> _Written exercise_: Count the lines in the entries below that contain the word "wall" and give only the number.

##########

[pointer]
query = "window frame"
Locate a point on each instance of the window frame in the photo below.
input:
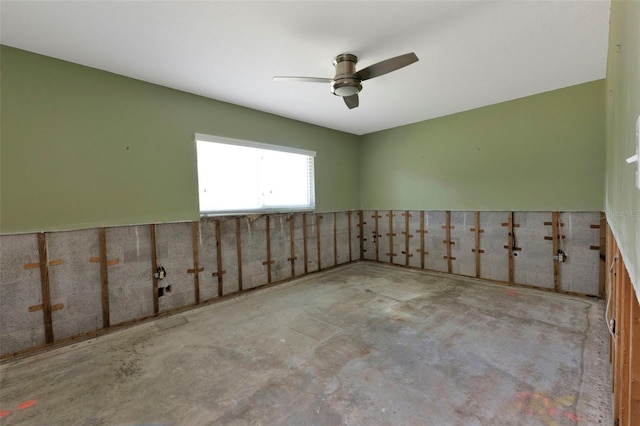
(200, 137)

##########

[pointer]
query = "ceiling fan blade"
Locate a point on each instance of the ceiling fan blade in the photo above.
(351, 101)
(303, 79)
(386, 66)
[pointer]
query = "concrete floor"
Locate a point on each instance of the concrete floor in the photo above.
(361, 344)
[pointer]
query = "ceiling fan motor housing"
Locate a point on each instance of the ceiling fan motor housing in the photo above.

##########

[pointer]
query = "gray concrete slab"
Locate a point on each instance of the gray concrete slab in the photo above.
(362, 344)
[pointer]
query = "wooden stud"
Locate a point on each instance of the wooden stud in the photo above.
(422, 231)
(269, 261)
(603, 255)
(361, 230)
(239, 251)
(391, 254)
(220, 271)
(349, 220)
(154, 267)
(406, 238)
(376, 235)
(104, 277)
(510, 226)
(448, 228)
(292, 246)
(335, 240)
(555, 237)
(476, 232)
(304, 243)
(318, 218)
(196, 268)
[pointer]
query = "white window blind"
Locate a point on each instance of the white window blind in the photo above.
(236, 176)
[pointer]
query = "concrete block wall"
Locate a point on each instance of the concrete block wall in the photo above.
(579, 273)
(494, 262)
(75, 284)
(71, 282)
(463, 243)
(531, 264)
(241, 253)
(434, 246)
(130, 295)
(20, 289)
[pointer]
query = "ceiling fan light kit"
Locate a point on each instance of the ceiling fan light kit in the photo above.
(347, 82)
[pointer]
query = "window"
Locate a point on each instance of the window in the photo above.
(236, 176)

##########

> _Response to this task_: 2